→ WRITTEN INSTRUCTION A: Using the passage about Sargeras, decide whether each statement agrees with it. Answer yes or no for each and quote the exact words that decide it. (i) Sargeras held the essences of the Nathrezim in prisons made from the Nether. (ii) Sargeras fell in a single day. (iii) The Nathrezim could be trusted with the campaign to unmake infinity.
→ WRITTEN INSTRUCTION B: Write down the part of the passage about Sargeras between "The Defender becomes" and "his new design.", inclusive.
→ WRITTEN INSTRUCTION C: Resume the passage about Sargeras's fall and keep writing from where it stops.

** start DOCUMENT TEXT **

And so they selected Sargeras, one of their greatest, to be their champion. Sargeras was deemed the most noble of the Titans, their greatest champion, their most devoted protector. The Champion of the Pantheon sought out and confronted evil throughout creation, rooting it out and destroying it, or imprisoning it if it would not be destroyed. Such was the fate of many entities such as the Nathrezim who upon destruction in this reality would simply reform in the Nether — Sargeras contained their depraved essences in prison planes carved out of the very Nether itself.
And so Sargeras defended the Titans and their works for countless millennia. But neither Sargeras nor the others of the Pantheon could truly conceive of evil on a cosmic scale – as beings of altruistic order, the kind of destroying, corrupting vileness Sargeras would be forced to confront was beyond their ability to understand. And so Sargeras began to despair — his task seemed insurmountable even for him, one of the greatest of the Titans. And if the task was beyond the Titans, then the goal of imposing order on creation was futile. Order itself was a lie, Sargeras came to believe.
And so he fell.
The Defender becomes the Destroyer
The fallen Titan didn’t fall in a day, nor did he abandon his desire to see creation orderly and perfected. He simply came to believe that entities such as the Nathrezim proved that the cosmos as it existed could not be made orderly and that his fellow Titans were misguided or willfully blind to the defect. Their inability to understand true evil was their blind spot showing — with the scales lifted from his eyes, Sargeras would destroy everything and then a perfect creation could be achieved. Unable to convince the Pantheon of this, he departed from their ranks and sought an instrument of his new design.
First he breached the prisons he had created in the Nether and recruited those who he had himself trapped there, such as the Nathrezim dreadlords, the insidious demons of corruption who had troubled him during his original service. He knew they would not be enough, however — he sought more than mere corruption, he sought the utter ruin of existence itself. Only when everything was destroyed could perfection be realized. The Nathrezim would be a tool, but they couldn’t be entrusted with the campaign to unmake infinity.

** end DOCUMENT TEXT **
** start DATASET ROWS **

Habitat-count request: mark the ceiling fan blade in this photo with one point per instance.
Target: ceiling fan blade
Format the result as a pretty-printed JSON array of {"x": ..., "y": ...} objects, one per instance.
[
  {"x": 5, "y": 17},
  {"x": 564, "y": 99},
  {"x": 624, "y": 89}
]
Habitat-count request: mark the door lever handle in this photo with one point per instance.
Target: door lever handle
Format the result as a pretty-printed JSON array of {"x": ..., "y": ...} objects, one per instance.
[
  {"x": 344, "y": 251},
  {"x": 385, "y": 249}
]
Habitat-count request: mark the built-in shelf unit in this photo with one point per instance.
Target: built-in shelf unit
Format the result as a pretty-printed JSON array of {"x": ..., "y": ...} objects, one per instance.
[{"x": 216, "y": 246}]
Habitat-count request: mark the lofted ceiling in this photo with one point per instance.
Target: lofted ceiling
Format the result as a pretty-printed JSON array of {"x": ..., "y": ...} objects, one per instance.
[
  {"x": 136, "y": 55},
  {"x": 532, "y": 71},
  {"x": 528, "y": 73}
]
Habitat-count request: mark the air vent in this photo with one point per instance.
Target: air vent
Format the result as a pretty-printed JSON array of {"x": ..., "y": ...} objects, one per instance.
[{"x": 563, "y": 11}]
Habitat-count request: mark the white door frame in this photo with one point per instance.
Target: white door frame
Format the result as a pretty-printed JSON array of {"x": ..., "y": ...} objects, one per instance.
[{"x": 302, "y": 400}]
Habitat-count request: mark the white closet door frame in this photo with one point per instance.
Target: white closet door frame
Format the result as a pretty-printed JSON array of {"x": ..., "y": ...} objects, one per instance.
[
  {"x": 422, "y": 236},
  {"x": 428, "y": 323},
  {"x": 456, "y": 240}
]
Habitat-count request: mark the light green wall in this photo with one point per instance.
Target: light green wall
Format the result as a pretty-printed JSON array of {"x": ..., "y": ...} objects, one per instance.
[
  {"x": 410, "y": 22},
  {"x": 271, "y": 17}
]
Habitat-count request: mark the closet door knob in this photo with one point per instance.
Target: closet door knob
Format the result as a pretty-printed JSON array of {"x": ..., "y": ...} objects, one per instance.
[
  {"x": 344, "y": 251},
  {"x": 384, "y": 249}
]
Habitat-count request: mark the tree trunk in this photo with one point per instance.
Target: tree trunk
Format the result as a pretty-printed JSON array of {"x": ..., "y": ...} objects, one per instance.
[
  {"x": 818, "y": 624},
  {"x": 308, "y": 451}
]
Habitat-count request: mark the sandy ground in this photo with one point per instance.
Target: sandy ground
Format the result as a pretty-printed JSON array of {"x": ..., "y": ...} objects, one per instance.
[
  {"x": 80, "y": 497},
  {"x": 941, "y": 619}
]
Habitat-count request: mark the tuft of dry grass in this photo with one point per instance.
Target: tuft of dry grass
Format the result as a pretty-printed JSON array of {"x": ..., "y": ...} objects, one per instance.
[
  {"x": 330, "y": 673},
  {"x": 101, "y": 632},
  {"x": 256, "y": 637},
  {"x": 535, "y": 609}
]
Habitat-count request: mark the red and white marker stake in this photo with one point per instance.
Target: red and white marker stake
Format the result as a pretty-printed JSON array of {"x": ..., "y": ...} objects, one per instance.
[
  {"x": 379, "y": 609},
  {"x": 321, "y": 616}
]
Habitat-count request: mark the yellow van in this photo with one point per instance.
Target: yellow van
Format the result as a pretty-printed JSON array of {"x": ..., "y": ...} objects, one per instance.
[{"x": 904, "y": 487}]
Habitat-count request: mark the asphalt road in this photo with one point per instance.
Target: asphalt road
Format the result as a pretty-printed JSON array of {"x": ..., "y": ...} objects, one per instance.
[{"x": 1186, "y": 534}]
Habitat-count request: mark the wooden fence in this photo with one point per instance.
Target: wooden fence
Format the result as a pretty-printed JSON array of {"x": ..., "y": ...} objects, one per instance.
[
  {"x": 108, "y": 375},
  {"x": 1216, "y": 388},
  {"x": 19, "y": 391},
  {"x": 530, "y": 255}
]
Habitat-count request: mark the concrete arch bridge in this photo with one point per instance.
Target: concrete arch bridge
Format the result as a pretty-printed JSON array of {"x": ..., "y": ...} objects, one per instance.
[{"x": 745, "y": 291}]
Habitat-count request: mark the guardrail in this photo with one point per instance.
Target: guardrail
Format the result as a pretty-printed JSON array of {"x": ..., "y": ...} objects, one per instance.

** end DATASET ROWS **

→ RIGHT ANSWER A:
(i) Yes: "Sargeras contained their depraved essences in prison planes carved out of the very Nether itself."
(ii) No: "The fallen Titan didn’t fall in a day"
(iii) No: "they couldn’t be entrusted with the campaign to unmake infinity."

→ RIGHT ANSWER B:
The Defender becomes the Destroyer
The fallen Titan didn’t fall in a day, nor did he abandon his desire to see creation orderly and perfected. He simply came to believe that entities such as the Nathrezim proved that the cosmos as it existed could not be made orderly and that his fellow Titans were misguided or willfully blind to the defect. Their inability to understand true evil was their blind spot showing — with the scales lifted from his eyes, Sargeras would destroy everything and then a perfect creation could be achieved. Unable to convince the Pantheon of this, he departed from their ranks and sought an instrument of his new design.

→ RIGHT ANSWER C:
Sargeras enlisted or created more demons to fill his ranks. The brutal Annihilan pit lords, the Shivan, the seductive Sayyad all came to serve him, but none of these were suitable to lead the army he intended to create. Finally, disappointed by each, he resolved to create the war leaders he required. On the world of Argus, Sargeras found the Eredar, and through skillful manipulation and offers of cosmic power and knowledge he bound them to his service, infusing the vast majority of the race with fel energies and twisting them into demons. This act was the true creation of the Burning Legion, as the Eredar assumed their intended role as the generals of Sargeras’ infinite army and brought destruction on a cosmic scale to the universe.
The Legion Marches
For fifteen thousand years, everywhere the Legion went, they destroyed. Worlds fell before their endless rampage across creation. His left and right hands, Kil’jaeden the Deceiver and Archimonde the Defiler, executed his grand vision effectively, although Kil’jaeden himself was slightly distracted by his unending hunt for his former “brother” Velen and those of the Eredar people who had rejected Sargeras’ offer. The fallen Titan himself, however, was unconcerned for the fate of these “exiles,” or Draenei in the original Eredar language. Their destruction would come in time.
No, Sargeras had discovered a singular world. Alone among the Titan’s creations it possessed a font of pure arcane potency, a Well of Eternity that promised to allow the dark Titan to grow powerful enough to challenge the rest of the Pantheon directly and bring the Crusade to a quicker end than the inexorable march across the cosmos. Instead of merely unmaking their works, he could stop them, once and for all. Once he was in charge, either through the Pantheon’s subjugation or its destruction, Sargeras could end this clockwork universe and start anew.